■ ACTIVITY:
Report every line below that holds the word "serving".

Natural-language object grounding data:
►

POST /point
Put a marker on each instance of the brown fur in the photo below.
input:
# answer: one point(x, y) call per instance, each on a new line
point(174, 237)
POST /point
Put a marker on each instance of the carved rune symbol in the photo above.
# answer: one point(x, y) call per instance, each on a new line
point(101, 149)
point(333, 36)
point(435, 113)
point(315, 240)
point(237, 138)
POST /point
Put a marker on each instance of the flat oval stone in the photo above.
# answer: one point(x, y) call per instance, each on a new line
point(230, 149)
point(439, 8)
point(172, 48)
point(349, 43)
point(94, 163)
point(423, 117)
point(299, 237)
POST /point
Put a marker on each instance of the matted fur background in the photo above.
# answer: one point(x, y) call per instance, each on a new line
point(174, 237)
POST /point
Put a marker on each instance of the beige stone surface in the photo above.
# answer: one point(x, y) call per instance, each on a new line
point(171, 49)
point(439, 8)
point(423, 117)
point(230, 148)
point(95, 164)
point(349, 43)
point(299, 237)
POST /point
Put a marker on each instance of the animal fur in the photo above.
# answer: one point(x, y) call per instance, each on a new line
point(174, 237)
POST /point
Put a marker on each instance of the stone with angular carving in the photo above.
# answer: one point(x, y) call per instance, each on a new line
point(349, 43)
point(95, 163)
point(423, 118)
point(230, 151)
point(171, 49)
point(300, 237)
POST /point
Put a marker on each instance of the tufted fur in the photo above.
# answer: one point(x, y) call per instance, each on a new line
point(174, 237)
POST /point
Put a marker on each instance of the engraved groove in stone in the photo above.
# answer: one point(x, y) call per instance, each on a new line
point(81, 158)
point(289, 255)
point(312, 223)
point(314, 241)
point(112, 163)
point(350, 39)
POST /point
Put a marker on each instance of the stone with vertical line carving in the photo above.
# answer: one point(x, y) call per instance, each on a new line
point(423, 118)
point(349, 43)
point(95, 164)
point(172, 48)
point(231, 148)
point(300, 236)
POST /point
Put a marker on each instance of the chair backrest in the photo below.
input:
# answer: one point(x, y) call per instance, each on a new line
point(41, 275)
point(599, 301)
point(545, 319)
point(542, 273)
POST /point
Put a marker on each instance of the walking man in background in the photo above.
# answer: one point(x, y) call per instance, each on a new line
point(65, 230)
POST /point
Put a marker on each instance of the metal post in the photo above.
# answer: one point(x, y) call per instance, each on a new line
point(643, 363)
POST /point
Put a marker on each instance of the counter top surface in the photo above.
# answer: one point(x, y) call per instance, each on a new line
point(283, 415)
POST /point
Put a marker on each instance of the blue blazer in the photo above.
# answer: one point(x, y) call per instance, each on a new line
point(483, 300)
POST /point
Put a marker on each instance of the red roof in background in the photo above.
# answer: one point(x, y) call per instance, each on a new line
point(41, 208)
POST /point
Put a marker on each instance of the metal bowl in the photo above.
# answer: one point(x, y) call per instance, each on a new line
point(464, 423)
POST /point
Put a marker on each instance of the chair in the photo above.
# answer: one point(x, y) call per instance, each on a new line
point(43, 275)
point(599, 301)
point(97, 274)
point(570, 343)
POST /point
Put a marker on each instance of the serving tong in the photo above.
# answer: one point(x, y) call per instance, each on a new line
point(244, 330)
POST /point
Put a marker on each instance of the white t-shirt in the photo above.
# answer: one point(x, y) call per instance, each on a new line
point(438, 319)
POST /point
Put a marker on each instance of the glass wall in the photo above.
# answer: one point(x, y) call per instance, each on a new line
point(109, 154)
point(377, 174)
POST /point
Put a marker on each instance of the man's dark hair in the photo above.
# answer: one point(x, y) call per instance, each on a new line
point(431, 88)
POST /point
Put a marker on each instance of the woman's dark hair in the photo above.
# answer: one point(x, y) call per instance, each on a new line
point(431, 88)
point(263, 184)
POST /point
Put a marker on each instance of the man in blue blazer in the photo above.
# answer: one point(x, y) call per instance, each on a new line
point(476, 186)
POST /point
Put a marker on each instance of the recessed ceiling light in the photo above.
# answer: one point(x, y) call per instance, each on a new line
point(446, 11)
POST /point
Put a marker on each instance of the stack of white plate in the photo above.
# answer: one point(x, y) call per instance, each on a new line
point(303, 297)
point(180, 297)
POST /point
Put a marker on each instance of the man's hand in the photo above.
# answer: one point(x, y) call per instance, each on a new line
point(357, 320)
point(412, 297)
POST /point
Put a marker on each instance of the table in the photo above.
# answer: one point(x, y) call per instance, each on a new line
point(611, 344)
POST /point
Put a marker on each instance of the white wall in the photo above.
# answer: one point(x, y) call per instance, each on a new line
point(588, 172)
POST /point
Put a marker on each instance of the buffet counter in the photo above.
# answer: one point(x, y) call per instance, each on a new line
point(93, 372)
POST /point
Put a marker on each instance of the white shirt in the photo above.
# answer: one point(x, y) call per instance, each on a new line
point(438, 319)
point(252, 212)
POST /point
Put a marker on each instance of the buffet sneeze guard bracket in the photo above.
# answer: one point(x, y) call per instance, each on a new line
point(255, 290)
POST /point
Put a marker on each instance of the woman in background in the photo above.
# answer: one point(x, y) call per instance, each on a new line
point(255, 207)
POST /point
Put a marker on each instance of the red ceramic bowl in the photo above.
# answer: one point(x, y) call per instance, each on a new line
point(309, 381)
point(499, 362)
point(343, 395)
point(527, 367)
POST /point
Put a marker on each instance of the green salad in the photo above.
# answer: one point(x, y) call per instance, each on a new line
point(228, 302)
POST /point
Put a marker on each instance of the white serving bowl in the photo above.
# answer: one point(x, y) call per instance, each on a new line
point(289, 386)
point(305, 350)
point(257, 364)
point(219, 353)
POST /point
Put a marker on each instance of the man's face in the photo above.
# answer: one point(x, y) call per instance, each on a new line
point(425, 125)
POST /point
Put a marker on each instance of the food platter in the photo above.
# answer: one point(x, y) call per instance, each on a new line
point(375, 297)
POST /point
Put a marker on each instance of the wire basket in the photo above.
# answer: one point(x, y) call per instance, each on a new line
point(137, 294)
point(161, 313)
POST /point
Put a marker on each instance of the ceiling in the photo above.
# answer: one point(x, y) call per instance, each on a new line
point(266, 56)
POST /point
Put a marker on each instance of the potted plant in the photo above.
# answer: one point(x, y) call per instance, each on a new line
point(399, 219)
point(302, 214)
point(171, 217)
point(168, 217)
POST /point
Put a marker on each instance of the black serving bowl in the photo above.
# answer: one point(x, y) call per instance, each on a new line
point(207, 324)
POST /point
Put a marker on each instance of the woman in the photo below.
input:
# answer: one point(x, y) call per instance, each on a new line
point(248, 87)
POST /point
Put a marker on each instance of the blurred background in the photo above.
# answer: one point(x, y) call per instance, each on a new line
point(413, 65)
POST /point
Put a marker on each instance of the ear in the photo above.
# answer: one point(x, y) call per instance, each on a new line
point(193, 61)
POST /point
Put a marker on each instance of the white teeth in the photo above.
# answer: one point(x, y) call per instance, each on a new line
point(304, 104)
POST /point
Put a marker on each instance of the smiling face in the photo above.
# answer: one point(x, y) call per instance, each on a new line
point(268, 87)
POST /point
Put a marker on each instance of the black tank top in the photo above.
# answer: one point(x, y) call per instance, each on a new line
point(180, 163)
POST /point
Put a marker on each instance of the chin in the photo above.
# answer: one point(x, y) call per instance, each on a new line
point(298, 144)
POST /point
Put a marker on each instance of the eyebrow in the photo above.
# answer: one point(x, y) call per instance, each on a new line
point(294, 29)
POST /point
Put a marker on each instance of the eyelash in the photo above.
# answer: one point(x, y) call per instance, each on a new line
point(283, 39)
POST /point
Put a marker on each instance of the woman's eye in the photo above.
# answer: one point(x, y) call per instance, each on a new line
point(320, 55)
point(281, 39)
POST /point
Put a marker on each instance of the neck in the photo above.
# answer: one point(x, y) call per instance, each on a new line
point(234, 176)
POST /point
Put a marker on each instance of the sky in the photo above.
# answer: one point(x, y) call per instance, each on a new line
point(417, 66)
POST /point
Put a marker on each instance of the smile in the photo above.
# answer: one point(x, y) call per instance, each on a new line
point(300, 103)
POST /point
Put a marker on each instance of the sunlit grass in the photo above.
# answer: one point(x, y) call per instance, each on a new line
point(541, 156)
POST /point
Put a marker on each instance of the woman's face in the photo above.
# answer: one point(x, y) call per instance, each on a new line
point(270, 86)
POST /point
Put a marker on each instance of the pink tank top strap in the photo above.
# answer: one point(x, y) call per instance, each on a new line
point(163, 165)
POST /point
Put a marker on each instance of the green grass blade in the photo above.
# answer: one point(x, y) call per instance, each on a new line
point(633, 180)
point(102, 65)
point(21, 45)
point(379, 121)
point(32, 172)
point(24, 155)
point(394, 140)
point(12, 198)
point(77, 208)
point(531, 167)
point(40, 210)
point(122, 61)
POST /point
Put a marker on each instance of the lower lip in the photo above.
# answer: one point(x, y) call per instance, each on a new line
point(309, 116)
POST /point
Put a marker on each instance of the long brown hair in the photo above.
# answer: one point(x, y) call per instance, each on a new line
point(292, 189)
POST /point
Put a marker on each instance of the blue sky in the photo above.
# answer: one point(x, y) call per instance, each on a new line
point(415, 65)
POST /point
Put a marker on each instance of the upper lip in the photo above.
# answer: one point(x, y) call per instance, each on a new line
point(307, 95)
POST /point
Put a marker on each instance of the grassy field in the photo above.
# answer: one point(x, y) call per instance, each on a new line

◄

■ REPLY:
Put a marker on each instance of the serving tong in the photo above.
Put a marker on each instance of the white serving bowl in the photo above.
Put a marker on each instance of the black serving bowl in the photo above.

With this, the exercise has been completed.